>>>

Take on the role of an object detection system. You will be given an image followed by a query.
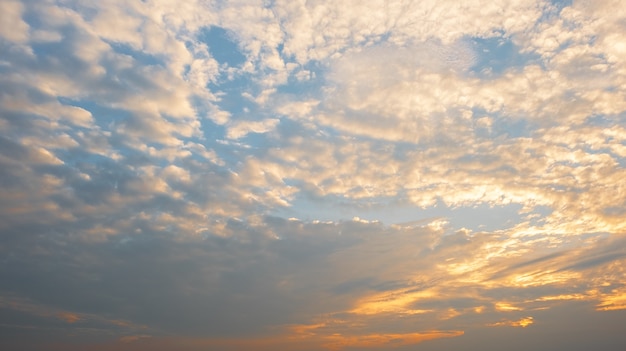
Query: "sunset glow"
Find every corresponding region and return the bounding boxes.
[1,0,626,350]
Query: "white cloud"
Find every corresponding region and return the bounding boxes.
[0,0,29,43]
[226,118,280,139]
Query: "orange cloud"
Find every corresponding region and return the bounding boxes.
[283,318,464,350]
[596,289,626,311]
[488,317,534,328]
[495,302,523,312]
[350,288,436,315]
[533,294,587,302]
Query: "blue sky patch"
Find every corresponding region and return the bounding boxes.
[198,26,247,67]
[469,36,540,77]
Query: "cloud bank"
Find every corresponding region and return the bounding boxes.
[1,0,626,350]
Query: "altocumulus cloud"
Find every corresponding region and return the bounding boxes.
[1,0,626,350]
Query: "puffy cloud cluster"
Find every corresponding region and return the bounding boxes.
[1,0,626,350]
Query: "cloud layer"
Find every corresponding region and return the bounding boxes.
[1,0,626,350]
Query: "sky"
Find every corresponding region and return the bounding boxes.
[1,0,626,350]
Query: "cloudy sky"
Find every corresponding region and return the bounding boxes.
[1,0,626,350]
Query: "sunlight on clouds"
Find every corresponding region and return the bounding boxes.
[285,319,464,350]
[507,270,582,288]
[488,316,534,328]
[596,289,626,311]
[495,302,523,312]
[351,288,437,315]
[532,294,587,302]
[1,0,626,350]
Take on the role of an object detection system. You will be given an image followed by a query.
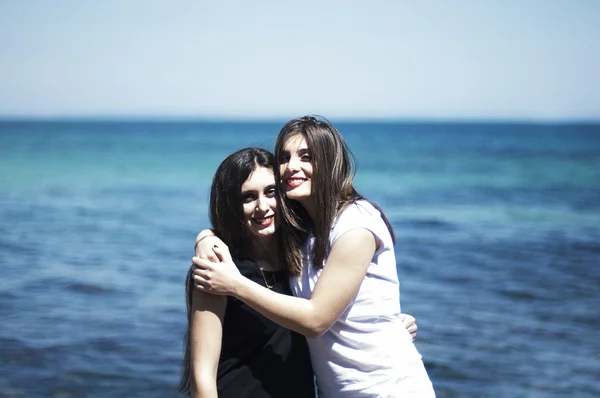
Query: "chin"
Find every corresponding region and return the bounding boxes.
[286,188,311,202]
[253,226,276,238]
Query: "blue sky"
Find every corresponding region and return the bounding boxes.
[1,1,599,121]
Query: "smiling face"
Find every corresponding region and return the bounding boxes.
[279,134,314,205]
[241,166,279,239]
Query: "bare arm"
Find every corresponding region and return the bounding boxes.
[193,229,419,340]
[193,228,375,338]
[188,234,227,398]
[189,288,226,398]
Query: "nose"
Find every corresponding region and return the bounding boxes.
[256,195,270,212]
[286,155,301,172]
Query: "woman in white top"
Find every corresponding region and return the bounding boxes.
[193,116,435,397]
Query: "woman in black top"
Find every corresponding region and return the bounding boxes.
[179,148,315,398]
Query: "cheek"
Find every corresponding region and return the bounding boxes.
[305,178,314,194]
[305,164,314,177]
[268,198,278,211]
[242,203,254,220]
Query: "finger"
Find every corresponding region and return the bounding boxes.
[193,274,209,287]
[406,324,418,335]
[192,268,210,278]
[212,246,224,262]
[194,279,206,290]
[405,319,418,332]
[197,254,218,265]
[401,314,416,326]
[194,235,223,259]
[192,257,213,269]
[212,244,232,263]
[195,250,218,262]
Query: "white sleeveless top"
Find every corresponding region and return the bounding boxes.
[289,200,432,397]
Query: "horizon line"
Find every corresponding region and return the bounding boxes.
[1,114,600,125]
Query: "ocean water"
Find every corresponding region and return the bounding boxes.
[1,120,599,397]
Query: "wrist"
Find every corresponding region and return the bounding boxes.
[231,274,252,299]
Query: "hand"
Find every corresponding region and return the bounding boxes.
[400,313,418,341]
[192,245,243,296]
[195,233,227,262]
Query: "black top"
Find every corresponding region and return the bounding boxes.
[216,257,315,398]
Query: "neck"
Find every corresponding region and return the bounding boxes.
[251,234,280,271]
[300,197,317,223]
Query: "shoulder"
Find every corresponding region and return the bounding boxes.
[330,200,391,247]
[333,200,381,230]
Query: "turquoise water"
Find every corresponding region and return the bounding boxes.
[1,120,599,397]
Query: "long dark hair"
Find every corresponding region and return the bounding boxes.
[179,268,196,396]
[179,147,276,395]
[274,116,395,275]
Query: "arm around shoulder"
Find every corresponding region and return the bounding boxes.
[229,228,376,338]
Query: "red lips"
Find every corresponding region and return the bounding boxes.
[253,215,274,226]
[286,178,306,188]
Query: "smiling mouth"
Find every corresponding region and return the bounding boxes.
[286,178,306,188]
[253,215,274,226]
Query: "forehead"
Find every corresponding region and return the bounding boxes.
[283,134,308,151]
[242,166,275,190]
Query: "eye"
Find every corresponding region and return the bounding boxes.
[242,193,256,203]
[299,150,312,161]
[265,187,276,197]
[279,152,290,163]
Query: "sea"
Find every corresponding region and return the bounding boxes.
[0,120,599,398]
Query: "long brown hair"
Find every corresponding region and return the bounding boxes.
[274,116,395,275]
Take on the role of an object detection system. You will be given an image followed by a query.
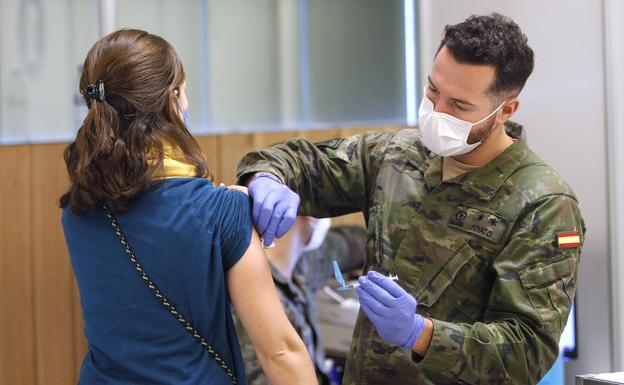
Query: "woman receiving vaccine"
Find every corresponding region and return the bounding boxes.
[60,29,316,385]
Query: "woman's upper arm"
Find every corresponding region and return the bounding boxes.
[216,189,254,270]
[227,230,300,360]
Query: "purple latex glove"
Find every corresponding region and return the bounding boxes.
[248,173,300,247]
[356,271,425,349]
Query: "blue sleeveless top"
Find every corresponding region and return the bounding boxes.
[63,178,252,384]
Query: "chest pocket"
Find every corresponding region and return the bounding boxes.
[392,216,491,322]
[416,243,480,306]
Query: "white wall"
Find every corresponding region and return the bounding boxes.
[308,0,406,124]
[117,0,206,131]
[207,0,281,130]
[418,1,611,383]
[0,0,98,143]
[604,0,624,374]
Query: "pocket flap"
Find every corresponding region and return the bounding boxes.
[416,243,475,307]
[519,258,575,289]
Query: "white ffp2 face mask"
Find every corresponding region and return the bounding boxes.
[418,88,504,157]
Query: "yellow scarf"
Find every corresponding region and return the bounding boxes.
[151,143,200,179]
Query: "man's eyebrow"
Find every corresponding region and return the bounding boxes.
[427,76,477,107]
[427,76,438,90]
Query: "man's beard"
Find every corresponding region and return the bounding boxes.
[467,114,498,145]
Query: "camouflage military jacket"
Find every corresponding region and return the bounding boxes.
[234,227,366,385]
[237,122,585,385]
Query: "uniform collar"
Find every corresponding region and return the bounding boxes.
[424,157,443,190]
[424,121,528,201]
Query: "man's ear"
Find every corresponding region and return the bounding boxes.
[498,98,520,125]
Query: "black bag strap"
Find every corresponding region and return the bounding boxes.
[103,205,238,384]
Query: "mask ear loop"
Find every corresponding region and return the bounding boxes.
[468,101,509,148]
[172,88,187,123]
[473,100,507,127]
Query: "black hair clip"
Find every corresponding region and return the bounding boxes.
[85,80,106,102]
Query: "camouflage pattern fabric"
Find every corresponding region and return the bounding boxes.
[234,226,366,385]
[236,122,585,385]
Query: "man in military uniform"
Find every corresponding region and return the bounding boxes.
[237,14,585,384]
[235,221,366,385]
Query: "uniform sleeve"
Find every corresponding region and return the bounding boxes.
[296,226,367,292]
[236,132,391,217]
[219,190,254,270]
[413,194,585,385]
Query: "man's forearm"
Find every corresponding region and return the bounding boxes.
[239,172,260,187]
[412,318,433,356]
[241,171,284,187]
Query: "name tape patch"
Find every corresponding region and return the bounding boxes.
[449,205,509,244]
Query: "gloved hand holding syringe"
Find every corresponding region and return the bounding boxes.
[330,263,426,352]
[332,261,398,291]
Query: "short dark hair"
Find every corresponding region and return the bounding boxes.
[437,13,534,97]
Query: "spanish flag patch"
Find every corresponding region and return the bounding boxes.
[557,231,582,249]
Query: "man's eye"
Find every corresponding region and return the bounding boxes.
[428,86,438,93]
[455,103,467,111]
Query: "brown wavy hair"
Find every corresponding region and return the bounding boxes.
[60,29,211,215]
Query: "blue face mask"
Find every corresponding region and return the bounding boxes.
[176,99,189,123]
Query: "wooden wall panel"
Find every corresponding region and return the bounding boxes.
[217,133,257,185]
[217,131,298,185]
[340,124,401,137]
[216,130,350,185]
[297,129,342,144]
[252,131,297,149]
[196,135,221,182]
[30,144,78,385]
[0,145,37,385]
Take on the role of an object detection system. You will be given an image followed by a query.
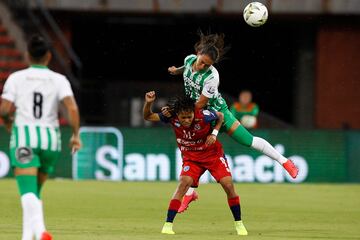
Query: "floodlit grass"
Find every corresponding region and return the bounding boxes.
[0,180,359,240]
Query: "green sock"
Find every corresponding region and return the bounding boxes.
[230,124,254,147]
[16,175,39,198]
[37,182,43,199]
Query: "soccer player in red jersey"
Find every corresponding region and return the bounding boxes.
[143,91,248,235]
[167,32,298,212]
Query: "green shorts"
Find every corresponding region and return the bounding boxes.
[220,109,239,132]
[217,109,254,147]
[10,125,61,174]
[10,147,60,174]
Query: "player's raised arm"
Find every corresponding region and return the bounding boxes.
[62,96,82,153]
[168,65,184,75]
[143,91,161,122]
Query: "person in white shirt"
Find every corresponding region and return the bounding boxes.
[0,35,81,240]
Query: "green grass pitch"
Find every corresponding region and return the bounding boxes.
[0,180,359,240]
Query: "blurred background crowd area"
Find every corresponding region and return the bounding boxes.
[0,0,359,129]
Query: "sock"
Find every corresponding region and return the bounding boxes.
[21,193,45,240]
[39,200,46,236]
[17,175,46,239]
[185,187,194,196]
[166,199,181,223]
[21,196,33,240]
[228,196,241,221]
[37,182,43,199]
[251,137,287,164]
[16,175,38,197]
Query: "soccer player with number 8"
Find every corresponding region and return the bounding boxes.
[0,35,81,240]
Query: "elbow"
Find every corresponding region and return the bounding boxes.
[218,112,224,122]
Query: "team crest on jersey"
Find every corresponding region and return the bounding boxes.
[15,147,33,164]
[203,110,211,115]
[183,166,190,172]
[194,124,201,130]
[206,85,216,94]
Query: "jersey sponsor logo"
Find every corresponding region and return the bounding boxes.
[183,165,190,172]
[184,77,201,91]
[182,130,195,140]
[15,147,33,164]
[176,138,203,146]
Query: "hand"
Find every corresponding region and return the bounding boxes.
[70,134,82,154]
[4,115,14,133]
[168,66,178,75]
[145,91,156,103]
[161,106,172,117]
[205,134,216,146]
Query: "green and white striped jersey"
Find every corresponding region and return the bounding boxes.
[183,54,228,112]
[10,125,61,151]
[2,65,73,151]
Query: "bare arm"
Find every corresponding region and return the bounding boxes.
[213,111,224,132]
[168,65,185,75]
[0,98,14,132]
[195,94,209,109]
[62,96,81,153]
[143,91,161,122]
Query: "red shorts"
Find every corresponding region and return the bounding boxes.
[180,156,232,187]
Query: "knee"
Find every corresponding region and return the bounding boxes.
[223,182,234,192]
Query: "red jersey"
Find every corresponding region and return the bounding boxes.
[160,109,224,161]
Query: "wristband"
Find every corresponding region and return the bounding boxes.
[211,129,219,137]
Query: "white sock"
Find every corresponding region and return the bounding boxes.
[21,193,46,240]
[38,200,46,238]
[251,137,288,164]
[185,187,194,196]
[21,194,33,240]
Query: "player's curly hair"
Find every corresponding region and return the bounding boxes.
[194,31,228,63]
[167,95,195,115]
[27,35,50,61]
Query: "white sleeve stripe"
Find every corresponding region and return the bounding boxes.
[202,89,213,98]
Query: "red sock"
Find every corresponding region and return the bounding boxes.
[228,196,240,207]
[166,199,181,222]
[228,196,241,221]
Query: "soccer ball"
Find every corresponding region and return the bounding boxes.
[243,2,268,27]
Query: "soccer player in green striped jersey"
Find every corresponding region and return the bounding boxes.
[168,32,298,212]
[0,35,81,240]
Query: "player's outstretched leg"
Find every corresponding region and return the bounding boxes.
[161,176,193,234]
[15,167,52,240]
[219,176,248,236]
[228,120,298,178]
[178,187,198,213]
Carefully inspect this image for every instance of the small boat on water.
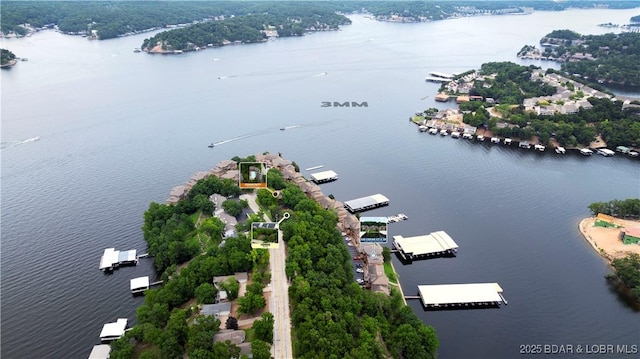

<<<

Throughout the data above, find each line that includes the string "brown"; state only how many there are.

2